Annotated coordinate records:
+++
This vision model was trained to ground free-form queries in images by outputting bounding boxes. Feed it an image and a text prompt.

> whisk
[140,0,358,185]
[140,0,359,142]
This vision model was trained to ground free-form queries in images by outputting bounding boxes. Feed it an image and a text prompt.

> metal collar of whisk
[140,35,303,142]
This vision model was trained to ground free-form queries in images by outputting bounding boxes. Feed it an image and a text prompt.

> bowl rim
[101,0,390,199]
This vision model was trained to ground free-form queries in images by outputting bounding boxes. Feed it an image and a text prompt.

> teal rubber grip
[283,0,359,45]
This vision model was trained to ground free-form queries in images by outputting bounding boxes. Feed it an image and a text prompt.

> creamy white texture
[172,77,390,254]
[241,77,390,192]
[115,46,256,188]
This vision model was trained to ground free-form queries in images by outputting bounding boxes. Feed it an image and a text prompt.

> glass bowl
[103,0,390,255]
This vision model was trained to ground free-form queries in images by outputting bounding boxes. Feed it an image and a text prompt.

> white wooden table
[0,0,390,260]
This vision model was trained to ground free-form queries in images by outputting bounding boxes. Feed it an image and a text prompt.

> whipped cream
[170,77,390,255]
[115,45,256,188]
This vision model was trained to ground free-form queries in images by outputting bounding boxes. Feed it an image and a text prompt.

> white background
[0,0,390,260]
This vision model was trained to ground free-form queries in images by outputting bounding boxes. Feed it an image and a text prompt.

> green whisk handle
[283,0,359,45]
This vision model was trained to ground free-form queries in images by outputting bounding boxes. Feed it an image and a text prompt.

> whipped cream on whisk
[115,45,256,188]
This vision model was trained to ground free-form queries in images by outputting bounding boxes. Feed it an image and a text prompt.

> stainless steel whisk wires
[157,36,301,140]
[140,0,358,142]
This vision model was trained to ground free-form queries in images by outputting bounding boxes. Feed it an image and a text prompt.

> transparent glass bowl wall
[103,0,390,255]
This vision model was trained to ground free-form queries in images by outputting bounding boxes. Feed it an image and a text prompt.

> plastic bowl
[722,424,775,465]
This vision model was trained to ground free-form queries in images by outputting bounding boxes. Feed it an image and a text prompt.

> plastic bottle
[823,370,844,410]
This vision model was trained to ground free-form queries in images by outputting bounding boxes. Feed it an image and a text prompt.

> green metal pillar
+++
Direction: Reproduce all of the data above line for line, leaving every character unchanged.

Answer to this problem:
This vision model was trained to ground free-form queries in images by outputting bounding boxes. Feed it an image and a text prompt.

> whisk
[140,0,358,185]
[140,0,359,142]
This vision model was trained to ground free-form queries in images by outputting bounding boxes. Feed it an image and a text prompt.

> metal collar of whisk
[140,35,303,142]
This vision model was trained to ground free-form queries in images by outputting bounding boxes. Feed it an image and a text prompt.

> bowl rim
[101,0,390,199]
This vision model was trained to ground free-form queries in images by outputting bounding boxes. Feed it an image and a text prompt.

> teal rubber grip
[283,0,359,45]
This vision model was trained to ground free-form queries in images by outputting bounding boxes. Feed it an image and a text prompt.

> creamy white texture
[172,77,390,254]
[241,77,390,192]
[115,46,256,188]
This vision model was trained to ground free-form queries in images by outputting bounding boxes. Feed it an image and a text prompt.

> glass bowl
[103,0,390,255]
This vision model was trained to ground free-form queries in images by outputting bounding boxes. Feed it an image and a text prompt.

> white wooden table
[0,0,390,260]
This vision model was trained to ground free-form queries in images by outputting bounding boxes. Feed it an image and a text prompt.

> whipped cream
[170,77,390,255]
[115,45,256,188]
This vision model was trained to ground free-form queries in images by outputting bounding boxes. Feed it an image and a text prompt.

> white background
[0,0,390,260]
This vision model was trained to ground free-form queries in images by outputting bounding boxes. Feed it an image and a text prompt.

> green whisk handle
[283,0,359,45]
This vision model was trained to ground free-form queries in images by outputting bounding boxes. Feed it an image and a text prompt.

> whipped cream on whisk
[115,45,256,188]
This vision model was trained to ground free-form queries in images by outputting bounding boxes. Feed it an image and a text prompt.

> stainless steel whisk wires
[157,36,301,140]
[140,0,358,142]
This vision model was trained to ground free-form queries in images by outputting bounding boxes. Feed it an image and a text prompt.

> transparent glass bowl wall
[103,0,390,255]
This vision model was trained to ground free-form queries in images by outputting bounding boxes. Feed it an image and a text prompt.

> plastic bowl
[722,424,775,465]
This vision model was trained to ground free-form queries in images by outputting bounding boxes. Feed it an image and a text prompt.

> plastic bottle
[823,370,844,410]
This vision model was trained to ground free-form queries in images by outputting bounding boxes. Feed it an image and a text prompt.

> green metal pillar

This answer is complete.